[Stored dataset items]
:::

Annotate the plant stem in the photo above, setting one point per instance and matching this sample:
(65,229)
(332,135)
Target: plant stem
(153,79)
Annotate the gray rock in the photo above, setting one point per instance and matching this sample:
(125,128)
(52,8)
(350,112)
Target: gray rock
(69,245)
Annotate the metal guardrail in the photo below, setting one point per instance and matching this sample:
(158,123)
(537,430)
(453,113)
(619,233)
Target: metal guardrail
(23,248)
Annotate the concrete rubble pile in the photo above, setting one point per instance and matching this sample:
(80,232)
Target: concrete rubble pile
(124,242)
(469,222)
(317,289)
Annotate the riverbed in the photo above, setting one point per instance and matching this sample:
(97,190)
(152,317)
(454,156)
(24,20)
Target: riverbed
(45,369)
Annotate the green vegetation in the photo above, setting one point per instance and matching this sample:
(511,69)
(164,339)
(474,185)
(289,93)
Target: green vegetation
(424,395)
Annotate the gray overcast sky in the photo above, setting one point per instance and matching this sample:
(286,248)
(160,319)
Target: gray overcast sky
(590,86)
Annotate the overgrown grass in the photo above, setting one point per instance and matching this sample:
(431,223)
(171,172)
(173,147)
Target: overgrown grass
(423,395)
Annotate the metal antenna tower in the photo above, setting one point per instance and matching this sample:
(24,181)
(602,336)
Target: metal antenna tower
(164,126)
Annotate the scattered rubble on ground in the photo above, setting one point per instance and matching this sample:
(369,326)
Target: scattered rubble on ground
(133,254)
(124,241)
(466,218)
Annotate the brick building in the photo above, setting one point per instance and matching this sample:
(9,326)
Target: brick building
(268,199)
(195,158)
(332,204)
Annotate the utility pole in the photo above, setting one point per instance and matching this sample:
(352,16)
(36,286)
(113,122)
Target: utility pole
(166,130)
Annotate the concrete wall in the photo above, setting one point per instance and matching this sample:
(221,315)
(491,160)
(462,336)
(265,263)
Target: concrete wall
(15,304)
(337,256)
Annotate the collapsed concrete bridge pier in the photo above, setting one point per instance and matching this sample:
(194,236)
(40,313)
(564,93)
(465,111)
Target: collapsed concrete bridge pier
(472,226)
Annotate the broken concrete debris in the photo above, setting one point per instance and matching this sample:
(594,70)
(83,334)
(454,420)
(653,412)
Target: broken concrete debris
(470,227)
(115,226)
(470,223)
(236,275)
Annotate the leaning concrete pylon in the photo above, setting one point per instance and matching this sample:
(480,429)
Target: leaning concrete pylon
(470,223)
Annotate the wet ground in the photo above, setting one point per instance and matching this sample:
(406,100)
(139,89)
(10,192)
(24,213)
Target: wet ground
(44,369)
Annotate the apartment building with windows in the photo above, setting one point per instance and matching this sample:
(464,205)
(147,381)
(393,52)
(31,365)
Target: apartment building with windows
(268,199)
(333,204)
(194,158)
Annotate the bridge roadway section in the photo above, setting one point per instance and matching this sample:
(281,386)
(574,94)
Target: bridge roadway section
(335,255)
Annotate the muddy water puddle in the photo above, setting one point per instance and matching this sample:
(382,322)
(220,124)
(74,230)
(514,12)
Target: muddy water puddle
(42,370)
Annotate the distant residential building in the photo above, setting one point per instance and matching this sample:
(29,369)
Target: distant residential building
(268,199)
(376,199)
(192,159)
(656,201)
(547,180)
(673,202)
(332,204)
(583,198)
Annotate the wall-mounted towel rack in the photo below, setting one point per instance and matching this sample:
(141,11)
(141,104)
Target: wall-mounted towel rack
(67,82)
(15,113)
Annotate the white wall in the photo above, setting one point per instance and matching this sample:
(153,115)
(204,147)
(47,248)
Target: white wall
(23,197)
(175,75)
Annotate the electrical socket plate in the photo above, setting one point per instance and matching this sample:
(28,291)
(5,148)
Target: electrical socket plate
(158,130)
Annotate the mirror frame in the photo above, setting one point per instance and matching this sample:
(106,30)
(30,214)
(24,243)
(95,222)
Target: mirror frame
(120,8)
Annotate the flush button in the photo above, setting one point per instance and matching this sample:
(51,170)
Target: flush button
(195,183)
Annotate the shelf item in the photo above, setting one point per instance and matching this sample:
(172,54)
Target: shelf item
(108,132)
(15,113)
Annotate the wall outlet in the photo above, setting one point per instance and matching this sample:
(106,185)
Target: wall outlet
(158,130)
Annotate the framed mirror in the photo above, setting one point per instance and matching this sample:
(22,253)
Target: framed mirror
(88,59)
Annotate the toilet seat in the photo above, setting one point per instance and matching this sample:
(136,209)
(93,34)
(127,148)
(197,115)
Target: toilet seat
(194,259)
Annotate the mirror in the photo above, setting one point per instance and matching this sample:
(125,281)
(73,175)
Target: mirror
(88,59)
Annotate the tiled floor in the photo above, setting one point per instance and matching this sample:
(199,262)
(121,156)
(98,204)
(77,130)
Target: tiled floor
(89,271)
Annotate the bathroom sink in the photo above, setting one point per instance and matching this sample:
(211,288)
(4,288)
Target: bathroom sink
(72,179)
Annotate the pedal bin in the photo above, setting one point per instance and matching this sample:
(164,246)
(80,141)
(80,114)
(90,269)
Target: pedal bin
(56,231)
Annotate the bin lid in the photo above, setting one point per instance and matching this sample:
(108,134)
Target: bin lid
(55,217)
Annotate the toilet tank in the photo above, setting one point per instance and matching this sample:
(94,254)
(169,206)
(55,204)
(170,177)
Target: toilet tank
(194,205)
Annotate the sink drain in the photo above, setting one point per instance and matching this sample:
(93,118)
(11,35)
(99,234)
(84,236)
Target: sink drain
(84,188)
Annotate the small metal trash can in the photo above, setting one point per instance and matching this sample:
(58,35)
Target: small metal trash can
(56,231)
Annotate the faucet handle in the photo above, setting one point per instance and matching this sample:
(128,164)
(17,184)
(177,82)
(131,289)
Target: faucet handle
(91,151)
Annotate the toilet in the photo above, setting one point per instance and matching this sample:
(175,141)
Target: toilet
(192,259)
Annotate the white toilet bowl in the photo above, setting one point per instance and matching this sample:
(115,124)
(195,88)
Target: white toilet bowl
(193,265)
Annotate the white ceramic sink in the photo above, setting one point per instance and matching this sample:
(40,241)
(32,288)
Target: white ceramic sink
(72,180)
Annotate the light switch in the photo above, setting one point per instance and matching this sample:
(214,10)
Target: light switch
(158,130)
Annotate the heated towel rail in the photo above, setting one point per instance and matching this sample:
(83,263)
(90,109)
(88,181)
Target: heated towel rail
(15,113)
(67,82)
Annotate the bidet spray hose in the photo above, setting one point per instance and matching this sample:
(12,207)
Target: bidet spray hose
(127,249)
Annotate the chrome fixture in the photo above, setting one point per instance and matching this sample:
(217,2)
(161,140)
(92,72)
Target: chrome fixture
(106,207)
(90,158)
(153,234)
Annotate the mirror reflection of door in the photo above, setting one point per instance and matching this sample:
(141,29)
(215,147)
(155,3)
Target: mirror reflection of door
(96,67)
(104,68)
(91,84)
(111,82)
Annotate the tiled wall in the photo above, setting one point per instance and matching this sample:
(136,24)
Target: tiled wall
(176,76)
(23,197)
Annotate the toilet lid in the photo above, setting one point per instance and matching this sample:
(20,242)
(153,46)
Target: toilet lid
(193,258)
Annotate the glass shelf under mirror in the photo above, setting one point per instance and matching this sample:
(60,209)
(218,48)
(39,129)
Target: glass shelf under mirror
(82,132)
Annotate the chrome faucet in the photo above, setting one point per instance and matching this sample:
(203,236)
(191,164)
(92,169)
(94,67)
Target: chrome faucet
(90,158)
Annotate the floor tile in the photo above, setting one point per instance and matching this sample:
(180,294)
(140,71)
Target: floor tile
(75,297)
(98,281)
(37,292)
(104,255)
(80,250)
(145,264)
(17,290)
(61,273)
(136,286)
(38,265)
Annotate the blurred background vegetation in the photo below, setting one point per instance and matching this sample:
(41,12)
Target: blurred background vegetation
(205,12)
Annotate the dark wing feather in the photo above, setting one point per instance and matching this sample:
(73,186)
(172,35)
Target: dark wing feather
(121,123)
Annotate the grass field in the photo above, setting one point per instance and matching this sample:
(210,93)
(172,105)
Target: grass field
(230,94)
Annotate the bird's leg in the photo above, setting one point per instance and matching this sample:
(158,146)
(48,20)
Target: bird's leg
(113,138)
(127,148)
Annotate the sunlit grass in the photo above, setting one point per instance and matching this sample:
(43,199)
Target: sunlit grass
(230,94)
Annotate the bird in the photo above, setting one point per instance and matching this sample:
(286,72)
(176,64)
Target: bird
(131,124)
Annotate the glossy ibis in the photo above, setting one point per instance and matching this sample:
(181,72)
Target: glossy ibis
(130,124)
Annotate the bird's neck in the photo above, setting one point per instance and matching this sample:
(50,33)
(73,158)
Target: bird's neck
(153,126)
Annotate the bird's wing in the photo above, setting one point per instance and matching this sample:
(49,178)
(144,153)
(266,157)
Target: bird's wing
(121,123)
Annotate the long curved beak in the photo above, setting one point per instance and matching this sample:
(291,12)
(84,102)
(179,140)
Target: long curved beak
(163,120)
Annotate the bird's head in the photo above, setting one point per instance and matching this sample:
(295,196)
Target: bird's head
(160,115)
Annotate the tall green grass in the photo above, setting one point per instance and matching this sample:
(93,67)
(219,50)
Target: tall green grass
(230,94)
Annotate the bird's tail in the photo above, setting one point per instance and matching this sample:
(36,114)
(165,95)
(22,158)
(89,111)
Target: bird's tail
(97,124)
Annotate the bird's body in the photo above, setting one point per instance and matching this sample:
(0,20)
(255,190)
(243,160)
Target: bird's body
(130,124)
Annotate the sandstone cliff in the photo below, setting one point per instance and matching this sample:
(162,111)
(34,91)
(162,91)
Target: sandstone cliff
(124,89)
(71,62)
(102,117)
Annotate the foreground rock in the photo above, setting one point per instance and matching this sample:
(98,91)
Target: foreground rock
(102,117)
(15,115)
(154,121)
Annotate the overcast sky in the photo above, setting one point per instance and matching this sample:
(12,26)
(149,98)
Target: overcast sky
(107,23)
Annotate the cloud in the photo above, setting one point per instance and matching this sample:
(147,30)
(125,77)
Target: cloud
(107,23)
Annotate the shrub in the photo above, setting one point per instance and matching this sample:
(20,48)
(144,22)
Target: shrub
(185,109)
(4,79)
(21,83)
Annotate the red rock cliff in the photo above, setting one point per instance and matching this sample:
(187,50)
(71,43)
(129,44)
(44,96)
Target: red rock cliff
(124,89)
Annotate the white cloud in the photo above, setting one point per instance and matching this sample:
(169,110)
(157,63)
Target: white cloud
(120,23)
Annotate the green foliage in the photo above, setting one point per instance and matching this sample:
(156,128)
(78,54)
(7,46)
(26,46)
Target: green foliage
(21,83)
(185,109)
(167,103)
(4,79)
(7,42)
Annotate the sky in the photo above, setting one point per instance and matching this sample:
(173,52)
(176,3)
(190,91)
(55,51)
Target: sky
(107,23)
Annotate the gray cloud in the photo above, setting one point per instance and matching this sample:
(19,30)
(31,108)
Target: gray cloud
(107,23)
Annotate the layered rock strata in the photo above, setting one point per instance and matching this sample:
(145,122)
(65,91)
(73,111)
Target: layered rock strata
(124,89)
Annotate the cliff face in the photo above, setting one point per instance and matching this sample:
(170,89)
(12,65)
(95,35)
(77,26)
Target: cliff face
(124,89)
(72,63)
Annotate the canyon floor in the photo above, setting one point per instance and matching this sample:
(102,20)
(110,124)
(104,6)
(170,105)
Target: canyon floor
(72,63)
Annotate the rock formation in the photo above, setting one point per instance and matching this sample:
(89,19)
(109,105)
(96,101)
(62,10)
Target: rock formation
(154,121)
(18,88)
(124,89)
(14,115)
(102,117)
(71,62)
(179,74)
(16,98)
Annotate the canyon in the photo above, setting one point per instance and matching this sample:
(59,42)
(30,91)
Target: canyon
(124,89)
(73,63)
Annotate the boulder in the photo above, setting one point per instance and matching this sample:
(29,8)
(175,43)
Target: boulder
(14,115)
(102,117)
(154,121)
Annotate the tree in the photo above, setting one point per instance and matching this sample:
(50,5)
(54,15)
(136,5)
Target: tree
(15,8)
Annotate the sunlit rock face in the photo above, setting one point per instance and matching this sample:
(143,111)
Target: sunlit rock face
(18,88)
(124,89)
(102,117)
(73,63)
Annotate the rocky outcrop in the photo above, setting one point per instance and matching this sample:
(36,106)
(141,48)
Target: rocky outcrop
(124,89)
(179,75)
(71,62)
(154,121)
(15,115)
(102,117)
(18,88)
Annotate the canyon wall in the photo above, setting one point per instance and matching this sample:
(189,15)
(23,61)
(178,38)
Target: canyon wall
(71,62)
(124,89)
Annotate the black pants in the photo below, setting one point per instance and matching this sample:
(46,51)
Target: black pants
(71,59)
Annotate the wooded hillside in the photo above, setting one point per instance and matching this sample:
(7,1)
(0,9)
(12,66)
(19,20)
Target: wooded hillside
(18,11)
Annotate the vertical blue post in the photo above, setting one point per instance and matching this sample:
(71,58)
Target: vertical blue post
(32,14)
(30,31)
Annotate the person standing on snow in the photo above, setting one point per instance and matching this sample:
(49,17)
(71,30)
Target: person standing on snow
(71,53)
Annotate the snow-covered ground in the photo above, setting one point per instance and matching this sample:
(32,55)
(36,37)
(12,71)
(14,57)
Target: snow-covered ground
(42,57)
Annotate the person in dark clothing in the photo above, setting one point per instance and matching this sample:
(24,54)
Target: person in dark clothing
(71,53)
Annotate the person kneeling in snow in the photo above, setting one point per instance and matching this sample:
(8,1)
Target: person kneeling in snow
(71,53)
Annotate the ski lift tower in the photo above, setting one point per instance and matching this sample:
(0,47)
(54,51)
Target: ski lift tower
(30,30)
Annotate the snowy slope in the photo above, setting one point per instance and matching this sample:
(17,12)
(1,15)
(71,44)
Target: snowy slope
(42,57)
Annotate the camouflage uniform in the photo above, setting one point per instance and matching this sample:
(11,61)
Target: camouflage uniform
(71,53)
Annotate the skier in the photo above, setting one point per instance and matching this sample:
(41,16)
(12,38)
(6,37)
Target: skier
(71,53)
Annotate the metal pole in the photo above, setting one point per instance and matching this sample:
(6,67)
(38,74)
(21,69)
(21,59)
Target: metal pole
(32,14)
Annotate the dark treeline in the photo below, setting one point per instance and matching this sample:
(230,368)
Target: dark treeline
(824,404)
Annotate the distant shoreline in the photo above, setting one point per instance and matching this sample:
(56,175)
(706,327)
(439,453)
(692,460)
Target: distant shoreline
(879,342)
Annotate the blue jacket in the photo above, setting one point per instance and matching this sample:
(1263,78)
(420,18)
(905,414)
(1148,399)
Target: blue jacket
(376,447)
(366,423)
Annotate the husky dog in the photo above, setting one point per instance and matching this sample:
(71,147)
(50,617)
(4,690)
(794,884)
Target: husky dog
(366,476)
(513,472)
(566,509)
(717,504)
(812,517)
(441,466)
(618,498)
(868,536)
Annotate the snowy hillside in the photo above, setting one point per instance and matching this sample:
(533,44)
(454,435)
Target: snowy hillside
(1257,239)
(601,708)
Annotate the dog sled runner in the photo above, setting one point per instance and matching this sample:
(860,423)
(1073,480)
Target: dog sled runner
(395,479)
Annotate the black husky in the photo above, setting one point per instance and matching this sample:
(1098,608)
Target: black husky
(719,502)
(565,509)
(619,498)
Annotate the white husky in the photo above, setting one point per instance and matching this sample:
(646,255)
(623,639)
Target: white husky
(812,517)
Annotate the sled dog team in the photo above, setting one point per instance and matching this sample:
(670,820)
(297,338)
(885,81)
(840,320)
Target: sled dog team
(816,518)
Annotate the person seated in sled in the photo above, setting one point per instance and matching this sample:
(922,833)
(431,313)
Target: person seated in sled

:::

- **TASK OBJECTIVE**:
Every line from the one containing "Annotate the camouflage" through the last line must be copied exactly; leave out the rest.

- **WRITTEN SOLUTION**:
Annotate the camouflage uniform in the photo above, setting one point per instance and matching this sample:
(11,61)
Target: camouflage uniform
(71,53)
Annotate the skier in the photo above, setting one point per instance and matching this sample:
(41,16)
(12,38)
(6,37)
Target: skier
(71,53)
Annotate the metal pole in the photo above, setting one point per instance and matching this sample:
(6,67)
(38,74)
(21,69)
(21,59)
Target: metal pole
(32,14)
Annotate the dark treeline in the photo below, setting one point per instance and matching this sample:
(230,368)
Target: dark treeline
(824,404)
Annotate the distant shoreline in the photo above, setting one point per instance and matching this sample:
(56,175)
(706,327)
(439,453)
(692,460)
Target: distant shoreline
(879,342)
Annotate the blue jacket in the photo above, setting one point per instance and matching this sample:
(1263,78)
(420,18)
(905,414)
(1148,399)
Target: blue jacket
(376,447)
(366,423)
Annotate the husky dog in the photo above, setting one point per instance and matching this sample:
(71,147)
(50,617)
(4,690)
(794,884)
Target: husky dog
(366,476)
(513,472)
(566,509)
(717,504)
(812,517)
(441,466)
(618,498)
(868,536)
Annotate the snowy hillside in the photo above, setting one point per instance and matching this sample:
(533,44)
(454,435)
Target: snowy hillside
(1257,239)
(601,708)
Annotate the dog sled runner in the photo above, setting one point per instance and matching this sample:
(860,423)
(1073,480)
Target: dog sled runner
(395,479)
Annotate the black husky in the photo above, setting one point per instance and matching this sample:
(1098,608)
Target: black husky
(719,502)
(565,509)
(619,498)
Annotate the white husky in the photo above, setting one point per instance and matching this sample:
(646,255)
(623,639)
Target: white husky
(812,517)
Annotate the sled dog team in the photo above, setting one point per instance and matching this sample:
(670,820)
(297,338)
(885,81)
(840,320)
Target: sled dog team
(816,518)
Annotate the person seated in sled in the photo above, setting one point per instance and matching this sample:
(922,833)
(431,313)
Target: person seated in sled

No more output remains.